** begin Task material **

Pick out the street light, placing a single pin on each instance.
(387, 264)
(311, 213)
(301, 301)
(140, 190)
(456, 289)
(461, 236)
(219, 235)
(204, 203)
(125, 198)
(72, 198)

** end Task material **

Change "street light" to "lamp post" throughout the records above. Keep everything else the same.

Answer below:
Pick out the lamp post, placing a single pin on each instance.
(387, 264)
(311, 213)
(301, 301)
(140, 190)
(456, 289)
(461, 236)
(219, 235)
(204, 203)
(125, 198)
(72, 198)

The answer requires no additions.